* _Предоставленный отрывок_
--

Данные записки, как и всякие мемуары, не лишены некоторой путаницы в названиях, параметрических данных и хронологии, поскольку небольшой склероз является не только неотъемлемым свойством данного жанра, но и его украшением. Необходимо оговориться и о том, что описанные здесь события находились в некотором отдалении от столбовой дороги строительства отечественной вычислительной техники, на которой создавались БЭСМ, ЕС ЭВМ, «Эльбрус» и иже с ними. Поскольку автор с 72-го по 90-й годы в чине ведущего инженера разрабатывал управляющие мини-ЭВМ.
Несмотря на то, что такая деятельность была довольно локальной и должность автора была гораздо ниже министрской или директорской, приведенные ниже сведения могут оказаться интересными для широкого круга читателей. Кто-то вспомнит ушедшую молодость и ностальгически взгрустнет. Кто-то от души развеселится по поводу того, в каком «каменном веке» пребывало поколение отцов.
Впервые я увидел Электронную вычислительную машину (ЭВМ) году в 69-м на кафедре вычислительной техники Московского лесотехнического института, где я учился на довольно популярном в те годы ФЭСТе (факультет электроники и счетно-решающей техники), который готовил спецов для королёвской космической фирмы. Данная ЭВМ (то ли «Наири», то ли еще как-то по-кавказски) поразила меня тем, что вместо бумажной перфоленты для ввода данных и программ в ней использовалась засвеченная стандартная кинопленка, с пробитыми в ней дырочками. Больше такого чуда чудесного я, слава богу, никогда уже не встречал.
Когда же в 72-м молодым энергичным инженером пришел в МНИИРИП, то там с периферией было все нормально, она была на самом современном уровне тогдашнего времени. Информация байт за байтом набивалась на стандартной бумажной ленте при помощи перфоратора. Штуковина эта была, к счастью, не очень большой и не очень тяжелой. Так что ее вполне мог переносить с места на место человек мужского пола со средними физическими данными. Однако самое главное зло ленточного перфоратора заключалось в том, что девять его пуансонов (8 информационных и один для синхродорожки) молотили с такой чудовищной силой, что это было посильней «Фауста» Гете.
Грохотали, собственно, все периферийные устройства. Электрическая пишущая машинка колотила по каретке так, что ее нельзя было поставить на один стол с какой-либо электроникой — от вибрации ячейки выползали из разъемов, отваливались провода. Скорость печати при этом была лишь раза в полтора выше чем у матерой машинистки.

--

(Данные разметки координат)
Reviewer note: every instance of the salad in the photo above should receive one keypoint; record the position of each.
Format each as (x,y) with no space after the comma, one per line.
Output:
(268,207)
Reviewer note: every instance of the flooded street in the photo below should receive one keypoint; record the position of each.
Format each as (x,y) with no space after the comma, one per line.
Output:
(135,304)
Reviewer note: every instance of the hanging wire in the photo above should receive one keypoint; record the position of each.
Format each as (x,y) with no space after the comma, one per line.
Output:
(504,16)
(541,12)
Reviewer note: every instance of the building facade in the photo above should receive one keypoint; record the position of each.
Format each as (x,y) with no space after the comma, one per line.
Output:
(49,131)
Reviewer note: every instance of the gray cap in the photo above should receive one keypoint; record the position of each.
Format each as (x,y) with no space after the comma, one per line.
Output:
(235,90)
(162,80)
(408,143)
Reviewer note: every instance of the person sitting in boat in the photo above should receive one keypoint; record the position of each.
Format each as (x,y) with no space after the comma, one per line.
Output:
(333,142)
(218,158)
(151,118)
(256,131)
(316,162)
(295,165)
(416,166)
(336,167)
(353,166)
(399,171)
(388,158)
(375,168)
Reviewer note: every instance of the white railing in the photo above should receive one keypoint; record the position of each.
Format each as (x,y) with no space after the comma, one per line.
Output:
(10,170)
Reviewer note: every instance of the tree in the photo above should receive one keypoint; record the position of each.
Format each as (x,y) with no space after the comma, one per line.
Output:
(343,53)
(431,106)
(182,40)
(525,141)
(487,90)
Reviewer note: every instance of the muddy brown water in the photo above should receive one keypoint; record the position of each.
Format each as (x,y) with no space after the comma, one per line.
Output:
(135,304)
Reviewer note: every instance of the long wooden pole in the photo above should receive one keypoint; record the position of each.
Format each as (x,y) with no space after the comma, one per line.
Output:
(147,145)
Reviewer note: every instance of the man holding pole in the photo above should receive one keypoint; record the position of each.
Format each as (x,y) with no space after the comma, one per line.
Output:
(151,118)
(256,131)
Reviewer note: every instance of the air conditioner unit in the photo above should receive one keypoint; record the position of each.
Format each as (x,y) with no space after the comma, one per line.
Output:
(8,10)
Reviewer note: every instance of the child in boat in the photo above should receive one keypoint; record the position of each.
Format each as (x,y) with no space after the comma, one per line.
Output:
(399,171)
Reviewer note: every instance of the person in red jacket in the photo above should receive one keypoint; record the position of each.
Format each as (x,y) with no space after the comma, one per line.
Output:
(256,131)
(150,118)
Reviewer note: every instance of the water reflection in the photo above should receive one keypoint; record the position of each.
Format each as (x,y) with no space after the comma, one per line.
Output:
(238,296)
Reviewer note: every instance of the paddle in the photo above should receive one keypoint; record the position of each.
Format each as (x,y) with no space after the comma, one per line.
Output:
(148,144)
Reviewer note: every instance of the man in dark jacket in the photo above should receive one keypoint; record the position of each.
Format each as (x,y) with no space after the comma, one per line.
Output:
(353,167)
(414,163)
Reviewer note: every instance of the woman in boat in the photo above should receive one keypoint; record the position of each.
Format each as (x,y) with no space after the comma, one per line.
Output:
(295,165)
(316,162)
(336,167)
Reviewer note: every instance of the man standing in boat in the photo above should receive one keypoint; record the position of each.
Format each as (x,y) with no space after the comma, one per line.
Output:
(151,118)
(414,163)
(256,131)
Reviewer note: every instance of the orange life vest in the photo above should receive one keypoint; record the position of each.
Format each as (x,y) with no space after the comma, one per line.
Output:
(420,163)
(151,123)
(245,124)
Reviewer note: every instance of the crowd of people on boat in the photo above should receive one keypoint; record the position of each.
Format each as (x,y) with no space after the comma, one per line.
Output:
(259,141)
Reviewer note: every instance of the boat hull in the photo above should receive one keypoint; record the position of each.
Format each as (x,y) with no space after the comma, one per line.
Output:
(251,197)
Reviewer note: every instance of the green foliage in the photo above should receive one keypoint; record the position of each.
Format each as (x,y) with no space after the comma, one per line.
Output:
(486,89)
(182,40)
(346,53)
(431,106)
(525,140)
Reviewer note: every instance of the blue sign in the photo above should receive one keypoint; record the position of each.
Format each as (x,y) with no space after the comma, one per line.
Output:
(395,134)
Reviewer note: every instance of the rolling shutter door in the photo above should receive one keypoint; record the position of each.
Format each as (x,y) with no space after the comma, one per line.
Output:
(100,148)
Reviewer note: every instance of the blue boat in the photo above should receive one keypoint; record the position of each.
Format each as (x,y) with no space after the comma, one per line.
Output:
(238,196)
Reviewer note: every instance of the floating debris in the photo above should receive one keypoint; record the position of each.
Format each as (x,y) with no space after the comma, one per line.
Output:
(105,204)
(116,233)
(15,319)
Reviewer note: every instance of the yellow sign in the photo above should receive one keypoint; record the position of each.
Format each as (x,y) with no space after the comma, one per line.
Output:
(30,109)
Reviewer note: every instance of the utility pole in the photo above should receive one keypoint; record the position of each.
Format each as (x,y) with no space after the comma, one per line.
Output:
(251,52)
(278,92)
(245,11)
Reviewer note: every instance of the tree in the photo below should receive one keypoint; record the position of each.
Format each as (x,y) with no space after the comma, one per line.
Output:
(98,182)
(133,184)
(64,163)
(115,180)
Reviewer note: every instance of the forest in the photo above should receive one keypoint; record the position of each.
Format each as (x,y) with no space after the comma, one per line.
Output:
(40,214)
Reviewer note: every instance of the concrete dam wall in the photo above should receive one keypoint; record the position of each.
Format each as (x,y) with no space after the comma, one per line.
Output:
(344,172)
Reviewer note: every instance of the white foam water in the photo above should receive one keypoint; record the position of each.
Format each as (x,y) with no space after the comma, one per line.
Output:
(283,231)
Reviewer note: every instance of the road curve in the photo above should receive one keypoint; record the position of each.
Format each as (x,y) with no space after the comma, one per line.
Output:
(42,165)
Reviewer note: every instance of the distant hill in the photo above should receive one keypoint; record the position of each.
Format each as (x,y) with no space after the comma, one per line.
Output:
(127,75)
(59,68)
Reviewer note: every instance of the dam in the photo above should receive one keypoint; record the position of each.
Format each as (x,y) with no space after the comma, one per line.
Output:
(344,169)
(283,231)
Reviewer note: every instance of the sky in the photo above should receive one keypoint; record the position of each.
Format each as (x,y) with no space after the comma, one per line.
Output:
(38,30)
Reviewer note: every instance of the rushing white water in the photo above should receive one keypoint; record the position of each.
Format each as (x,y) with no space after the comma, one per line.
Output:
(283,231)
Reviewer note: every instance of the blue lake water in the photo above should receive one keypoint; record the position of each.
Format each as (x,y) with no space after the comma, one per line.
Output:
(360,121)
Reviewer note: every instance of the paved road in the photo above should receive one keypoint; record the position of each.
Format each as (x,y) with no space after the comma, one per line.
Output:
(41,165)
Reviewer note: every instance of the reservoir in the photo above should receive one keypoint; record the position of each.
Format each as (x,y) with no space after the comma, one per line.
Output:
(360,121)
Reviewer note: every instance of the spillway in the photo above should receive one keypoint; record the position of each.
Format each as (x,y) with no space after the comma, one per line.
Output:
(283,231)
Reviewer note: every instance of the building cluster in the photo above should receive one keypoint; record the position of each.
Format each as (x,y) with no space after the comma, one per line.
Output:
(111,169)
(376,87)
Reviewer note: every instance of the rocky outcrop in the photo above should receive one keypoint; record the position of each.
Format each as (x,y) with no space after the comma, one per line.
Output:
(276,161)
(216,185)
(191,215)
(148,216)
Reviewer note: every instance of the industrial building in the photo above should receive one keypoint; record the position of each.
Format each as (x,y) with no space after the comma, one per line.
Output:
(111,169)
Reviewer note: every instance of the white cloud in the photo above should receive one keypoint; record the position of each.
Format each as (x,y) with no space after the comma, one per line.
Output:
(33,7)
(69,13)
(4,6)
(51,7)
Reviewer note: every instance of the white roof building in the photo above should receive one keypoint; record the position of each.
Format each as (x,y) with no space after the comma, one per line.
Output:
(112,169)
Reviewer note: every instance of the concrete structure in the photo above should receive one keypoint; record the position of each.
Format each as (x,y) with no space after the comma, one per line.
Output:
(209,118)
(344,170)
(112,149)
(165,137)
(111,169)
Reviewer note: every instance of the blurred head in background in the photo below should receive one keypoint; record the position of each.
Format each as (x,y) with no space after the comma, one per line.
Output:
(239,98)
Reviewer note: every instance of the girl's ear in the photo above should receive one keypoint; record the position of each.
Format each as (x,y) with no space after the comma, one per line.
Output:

--

* _Список заданий_
• 1. Выведите из воспоминаний об ЭВМ всё, начиная с «Грохотали, собственно, все» и вплоть до «у матерой машинистки.», без изменений.
• 2. Во сколько раз, согласно воспоминаниям об ЭВМ, скорость печати электрической пишущей машинки превышала скорость матерой машинистки?
• 3. Продолжите воспоминания об ЭВМ, начав сразу после последнего приведенного предложения.
Записи для работы не понадобятся.

* _Ответы по заданиям_
• 1.
Грохотали, собственно, все периферийные устройства. Электрическая пишущая машинка колотила по каретке так, что ее нельзя было поставить на один стол с какой-либо электроникой — от вибрации ячейки выползали из разъемов, отваливались провода. Скорость печати при этом была лишь раза в полтора выше чем у матерой машинистки.

• 2. Примерно в полтора раза.

• 3.
Ежели нужно было печатать много и быстро, то тут применяли алфавитно-цифровое печатающее устройство АЦПУ-128. Этот мастодонт весил уже около полутонны. Набор символов был невелик: десять цифр, знаки препинания и заглавные буквы. Строчных букв не было. Принцип действия АЦПУ-128 заключался в том, что во время вращения толстого и длинного барабана, по окружности которого располагались литеры (полный набор на каждую позицию строки), по бумаге били молоточки (по молоточку на каждую позицию). Подходила нужная буква в данной позиции — срабатывал ее молоточек, и так далее, пока барабан не совершит один оборот и соответственно, не отпечатается одна строка. Потом начинала печататься следующая строка.
Кажется, все это происходило примерно так. Во всяком случае, так это передавали изустно механики. Ну, а заглянуть в грохочущее чрево дураков не было, поскольку запросто могло оторвать руку, а то и голову. Скорость, конечно, тоже была дохлой. Но быстрее в СССР тогда ничего не печатало.
Ну а данные и программы вводили в ЭВМ при помощи фотосчитывающего устройства FS-1500, которое делали для СССР братья чехи. Этот механизм был самым тихим, он, скорее, не гремел, а шелестел перфолентой. При этом лента сматывалась с некоего вала, снабженного ручкой, и падала не на пол, а в специальный короб. Во время загрузки 8 Кбайт можно было успеть выкурить треть сигареты.
Юные читатели могут задать вполне естественный вопрос: а не проще ли было бы пользоваться дисплеем и магнитной лентой? Ответить на него внятно довольно сложно. Хоть в стране и существовали телевизоры и ленточные бытовые магнитофоны, на которых можно было послушать Битлов, Роллингов, Высоцкого и Окуджаву, но дисплеев и компьютерных лентопротяжек не было. Трудно сказать, почему. Видимо, страна была такая.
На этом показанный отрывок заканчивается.